Maintenant, avec l’explosion de l’IA générative et d’autres systèmes faciles d’utilisation, tout le monde a accès à l’IA. C’est un domaine fascinant. L’IA exercera un effet important sur la profession actuarielle. Reste à voir ce qu’il sera et l’ampleur qu’il prendra. Ça fait beaucoup de bruit. Cela dit, il serait imprudent de sous-estimer l’IA. Je suis content que l’AAI ait créé le groupe de travail sur l’IA.
Q : De quelle façon vous attendez-vous à interagir avec l’IA dans cinq à 10 ans?
R : Je vais répondre à cette question de deux points de vue : celui de membre du public et celui d’actuaire.
En tant que membre du public, je suis principalement préoccupé par la protection de la vie privée et du public. Dans le cadre de nombreuses interactions avec des « gens », on s’inquiétera de plus en plus de savoir « qui est de l’autre côté ». Si vous croyez aujourd’hui que le capitalisme de surveillance ou la bonne vieille fraude sont terribles, attendez de voir.

> [TÂCHES À RÉALISER]
[a] Dans le texte sur l’IA et la profession actuarielle, de quels deux points de vue la personne interrogée répond-elle à la question sur son interaction avec l’IA dans cinq à 10 ans?
[b] Les affirmations suivantes concordent-elles avec le texte sur l’IA et la profession actuarielle? Répondez par oui ou par non à chacune et citez les mots décisifs du texte.
(i) L’AAI a créé un groupe de travail sur l’IA.
(ii) La personne interrogée estime qu’on peut sans risque sous-estimer l’IA.
(iii) En tant que membre du public, la personne interrogée se préoccupe surtout de la protection de la vie privée et du public.
[c] Prolongez le texte sur l’IA et la profession actuarielle à partir de sa dernière phrase.

> [ENREGISTREMENTS]
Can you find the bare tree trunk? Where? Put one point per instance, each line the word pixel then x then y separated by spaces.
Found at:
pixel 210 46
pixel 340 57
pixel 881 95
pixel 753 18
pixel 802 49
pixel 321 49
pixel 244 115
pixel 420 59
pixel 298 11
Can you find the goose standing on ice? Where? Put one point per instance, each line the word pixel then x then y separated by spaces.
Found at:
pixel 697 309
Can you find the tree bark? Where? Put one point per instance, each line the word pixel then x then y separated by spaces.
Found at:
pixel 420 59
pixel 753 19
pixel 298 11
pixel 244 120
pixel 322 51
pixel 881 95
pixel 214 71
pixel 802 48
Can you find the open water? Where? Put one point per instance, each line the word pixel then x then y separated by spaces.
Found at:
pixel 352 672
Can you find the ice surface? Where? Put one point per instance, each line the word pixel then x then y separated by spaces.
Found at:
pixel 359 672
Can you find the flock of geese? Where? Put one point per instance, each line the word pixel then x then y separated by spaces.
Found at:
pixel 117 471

> [RÉPONSES RÉDIGÉES]
[a] Du point de vue de membre du public et de celui d’actuaire.

[b]
(i) Oui : « Je suis content que l’AAI ait créé le groupe de travail sur l’IA. »
(ii) Non : « il serait imprudent de sous-estimer l’IA »
(iii) Oui : « je suis principalement préoccupé par la protection de la vie privée et du public »

[c]
D’un point de vue d’actuaire, je crois que c’est dans la façon dont les actuaires interagiront avec les non-actuaires en conséquence de l’IA que résidera la plus importante répercussion. Par le passé, les actuaires étaient en général laissés à eux-mêmes dans une profession plutôt isolée. L’IA changera cette situation de plusieurs façons. Les actuaires peuvent s’attendre à collaborer davantage avec des scientifiques des données. Cela me semble évident. Toutefois, de nombreux actuaires et employeurs d’actuaires devraient s’attendre à devoir expliquer davantage leur travail au public. Les moteurs de recherche amènent bien des personnes à poser elles-mêmes des diagnostics de leur était de santé, ce qui oblige les professionnels et professionnelles de la santé à fournir davantage d’explications et de justifications. Bien que cela ne soit pas aussi facile que de diagnostiquer soi-même la varicelle, l’IA et les outils connexes donneront aux consommateurs avisés la possibilité de remettre en question le travail des actuaires.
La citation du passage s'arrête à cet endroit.